== Fragmento de origen

Cita, un columnista, la famosa frase de Monterroso que se ha dado en considerar el más corto de los cuentos conocidos. Ese que dice que cuando se despertó, el dinosaurio estaba allí. Al fin y al cabo, una paráfrasis, una parodia o la síntesis de La Metamorfosis, de Kafka. Más corto sería decir que alguien nació, vivió y murió. Y así, con tres palabras, dejar escrita toda una biografía.
Cabe resumir todavía un poco más y decir sólo: vivió.
Es lo del concurso en que se debatía cuál es el más corto de los nombres conocidos. Propusieron O, el de María de la O, pero ganó, al final el de Nicasio, por aquello de que era “ni casi o”.
Vivir implica haber nacido y tener que morir. Nacer es una casualidad, morir una necesidad. Puedes nacer o no, pero si lo haces, o te lo hacen, has de morir.
¿Se renace, cada vez que se despierta? Hay sueños que se abandonan con pena, y, a cambio, otros que al despertar es como si te quitaran un terrible peso de encima. Bendito sea el buen padre Dios, se dice uno a sí mismo, no era verdad nada de cuanto me estaba pasando.

====

* Tareas *
- a) Responda las siguientes preguntas a partir del fragmento sobre el cuento más corto:
(i) ¿De qué obra de Kafka sería la frase de Monterroso una paráfrasis, una parodia o una síntesis?
(ii) ¿Qué nombre ganó el concurso sobre el más corto de los nombres conocidos?
(iii) ¿Qué se afirma que son nacer y morir?
- b) Transcriba literalmente el pasaje del fragmento sobre el cuento más corto que comienza en "Cita, un columnista, la" y continúa hasta "has de morir.".

== Líneas de datos

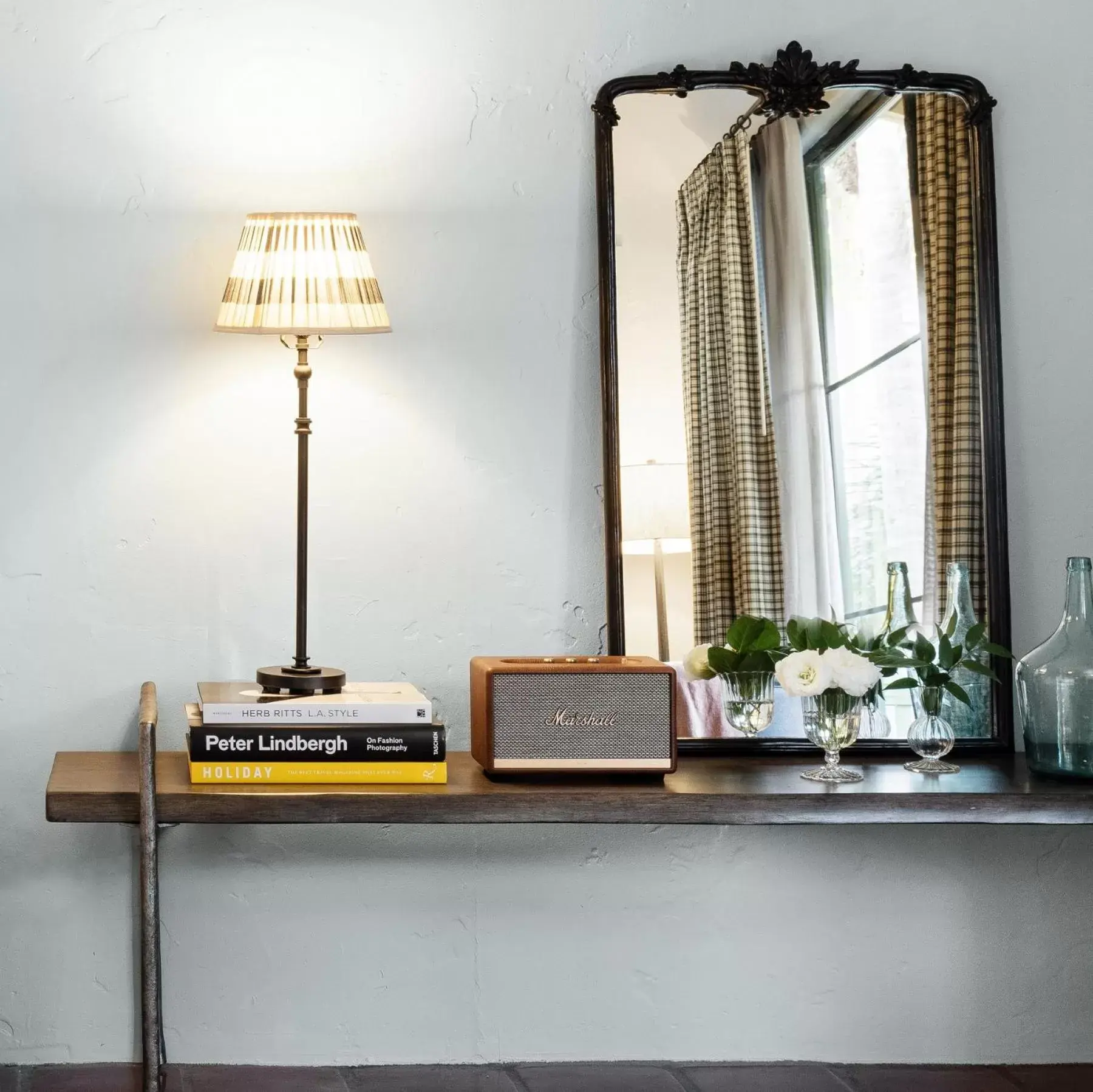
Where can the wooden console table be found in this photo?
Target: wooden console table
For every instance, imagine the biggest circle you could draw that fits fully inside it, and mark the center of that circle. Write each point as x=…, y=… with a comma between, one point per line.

====

* Resultados del ejercicio *
- a)
(i) De La Metamorfosis.
(ii) Nicasio.
(iii) Nacer es una casualidad, y morir, una necesidad.

- b)
Cita, un columnista, la famosa frase de Monterroso que se ha dado en considerar el más corto de los cuentos conocidos. Ese que dice que cuando se despertó, el dinosaurio estaba allí. Al fin y al cabo, una paráfrasis, una parodia o la síntesis de La Metamorfosis, de Kafka. Más corto sería decir que alguien nació, vivió y murió. Y así, con tres palabras, dejar escrita toda una biografía.
Cabe resumir todavía un poco más y decir sólo: vivió.
Es lo del concurso en que se debatía cuál es el más corto de los nombres conocidos. Propusieron O, el de María de la O, pero ganó, al final el de Nicasio, por aquello de que era “ni casi o”.
Vivir implica haber nacido y tener que morir. Nacer es una casualidad, morir una necesidad. Puedes nacer o no, pero si lo haces, o te lo hacen, has de morir.